▶ **Work to be completed**: Shift the point coordinates in the entries below by adding 126 to every x and y value. Rewrite each line, starting at the line containing "Locate every instance of the twig" and ending at the last line of the entries, with all other text unchanged, and output only those lines.

## START Provided information

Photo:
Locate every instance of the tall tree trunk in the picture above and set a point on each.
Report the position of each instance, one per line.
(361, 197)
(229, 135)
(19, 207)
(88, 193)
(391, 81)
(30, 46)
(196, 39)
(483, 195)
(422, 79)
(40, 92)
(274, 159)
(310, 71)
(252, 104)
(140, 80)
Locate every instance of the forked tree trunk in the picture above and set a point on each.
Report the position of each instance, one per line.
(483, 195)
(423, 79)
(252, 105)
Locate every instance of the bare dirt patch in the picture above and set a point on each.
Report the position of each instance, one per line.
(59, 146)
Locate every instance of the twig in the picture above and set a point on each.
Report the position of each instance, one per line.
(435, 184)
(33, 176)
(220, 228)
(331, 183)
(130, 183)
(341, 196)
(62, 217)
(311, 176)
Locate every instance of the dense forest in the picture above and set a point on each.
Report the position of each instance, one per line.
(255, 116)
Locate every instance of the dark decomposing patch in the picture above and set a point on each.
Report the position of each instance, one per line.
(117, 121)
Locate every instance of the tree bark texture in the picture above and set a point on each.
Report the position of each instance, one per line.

## END Provided information

▶ **Finished task**:
Locate every instance of the twig in the picture above and set a point on each.
Report the position of each instance, one per line.
(561, 310)
(159, 302)
(346, 354)
(457, 309)
(256, 309)
(467, 322)
(188, 343)
(437, 302)
Locate every instance of the dense forest in the picture above and set a point on each.
Report the position of each instance, one per line.
(381, 242)
Locate every instance of the dark decomposing patch in the picture above and set a point on each.
Report the position of each instance, one per line.
(243, 247)
Locate every instance of the tree bark texture in the picture above and set a point on each.
Report the position of each instance, one per line.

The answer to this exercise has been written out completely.